4.3 KiB

Raw Blame History

EcoSpecies Modernization Roadmap

Target Product

Create a Docker Compose-based, open-source EcoSpecies successor that:

ingests legacy SLH text files and future species submissions
exposes a stable API for species, sections, citations, and ecological linkages
provides a responsive public web app
supports researcher/editor workflows for curation and publishing
generates exports aligned with legacy reporting needs and future FLELMR-style outputs

Recommended Stack

Core platform

Backend: Python API service
Primary datastore: PostgreSQL
Search/indexing: PostgreSQL full-text initially, optional Meilisearch/OpenSearch later
Frontend: static SPA or React-based client once requirements stabilize
Deployment/runtime: Docker Compose for development and small-scale deployment

Why this stack

permissive licenses
strong support for text ingestion, APIs, and data processing
easy local development
clear path from prototype to production

Product Capabilities By Phase

Phase 0: Discovery and migration planning

Inventory legacy assets and user-facing capabilities.
Capture the replacement architecture and ingestion strategy.
Define acknowledgements, provenance, and licensing boundaries.

Phase 1: Ingestion foundation

Parse legacy .txt SLH inputs into structured JSON records.
Normalize common metadata: title, scientific name, common name, FLELMR code, headings, references.
Create ingest diagnostics to flag malformed files and missing metadata.

Phase 2: Public read experience

Species listing and search.
Species detail view with section navigation.
Provenance and acknowledgement display.
Summary metrics on corpus coverage.

Phase 3: Structured persistence

Move parsed content into PostgreSQL.
Add editor-safe import jobs and audit metadata.
Preserve raw source alongside normalized records.
Establish authentication and role-based access for editor and admin workflows.
Add persisted editorial workflow state for draft, review, and published records.
Make document sections individually addressable for editor review and revision, with audit history for section-level changes.

• **Problem description**:
Copy the roadmap from "Normalize common metadata: title, scientific" to "with section navigation.", swapping every "metadata" for "attributes".

• **Available data**:

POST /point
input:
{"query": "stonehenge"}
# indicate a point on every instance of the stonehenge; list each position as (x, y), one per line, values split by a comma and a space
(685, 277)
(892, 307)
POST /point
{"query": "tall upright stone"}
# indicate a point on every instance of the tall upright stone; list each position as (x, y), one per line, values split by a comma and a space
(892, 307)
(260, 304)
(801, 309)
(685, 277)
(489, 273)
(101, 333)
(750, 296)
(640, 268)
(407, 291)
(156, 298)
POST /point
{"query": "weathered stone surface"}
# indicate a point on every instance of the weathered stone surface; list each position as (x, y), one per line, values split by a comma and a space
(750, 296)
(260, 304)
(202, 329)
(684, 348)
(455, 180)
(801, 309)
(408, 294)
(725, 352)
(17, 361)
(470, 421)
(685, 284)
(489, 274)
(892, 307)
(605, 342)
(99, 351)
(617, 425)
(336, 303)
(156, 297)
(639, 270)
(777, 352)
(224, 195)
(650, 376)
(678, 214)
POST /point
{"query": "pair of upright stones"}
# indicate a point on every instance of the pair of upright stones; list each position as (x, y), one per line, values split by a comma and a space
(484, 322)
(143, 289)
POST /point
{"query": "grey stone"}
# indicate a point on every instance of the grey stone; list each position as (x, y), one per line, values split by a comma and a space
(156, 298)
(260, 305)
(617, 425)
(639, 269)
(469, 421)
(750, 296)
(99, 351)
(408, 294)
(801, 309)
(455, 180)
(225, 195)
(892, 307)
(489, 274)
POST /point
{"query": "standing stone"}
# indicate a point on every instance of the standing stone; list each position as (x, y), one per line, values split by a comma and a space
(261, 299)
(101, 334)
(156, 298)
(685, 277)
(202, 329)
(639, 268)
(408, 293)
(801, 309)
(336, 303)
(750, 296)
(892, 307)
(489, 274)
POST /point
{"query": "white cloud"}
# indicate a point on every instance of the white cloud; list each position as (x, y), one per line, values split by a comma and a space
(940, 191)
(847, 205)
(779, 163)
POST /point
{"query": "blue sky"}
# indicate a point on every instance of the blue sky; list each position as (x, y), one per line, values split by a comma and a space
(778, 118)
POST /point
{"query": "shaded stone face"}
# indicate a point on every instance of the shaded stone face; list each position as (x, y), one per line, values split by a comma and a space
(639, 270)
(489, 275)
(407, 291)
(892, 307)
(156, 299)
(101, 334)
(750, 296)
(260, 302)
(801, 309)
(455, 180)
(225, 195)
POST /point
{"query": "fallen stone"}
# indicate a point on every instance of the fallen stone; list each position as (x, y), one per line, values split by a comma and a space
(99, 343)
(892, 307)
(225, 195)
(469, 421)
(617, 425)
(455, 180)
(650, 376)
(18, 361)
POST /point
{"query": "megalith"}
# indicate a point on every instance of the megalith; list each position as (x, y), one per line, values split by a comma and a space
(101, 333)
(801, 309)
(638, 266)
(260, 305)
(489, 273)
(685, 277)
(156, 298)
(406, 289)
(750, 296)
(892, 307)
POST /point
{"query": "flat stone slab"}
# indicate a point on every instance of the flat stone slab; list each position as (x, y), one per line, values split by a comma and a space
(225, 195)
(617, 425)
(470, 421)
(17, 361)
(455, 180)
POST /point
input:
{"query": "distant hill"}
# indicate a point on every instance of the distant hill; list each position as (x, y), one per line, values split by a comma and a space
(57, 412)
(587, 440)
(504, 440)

• **Solution to this task**:
Normalize common attributes: title, scientific name, common name, FLELMR code, headings, references.
Create ingest diagnostics to flag malformed files and missing attributes.

Phase 2: Public read experience

Species listing and search.
Species detail view with section navigation.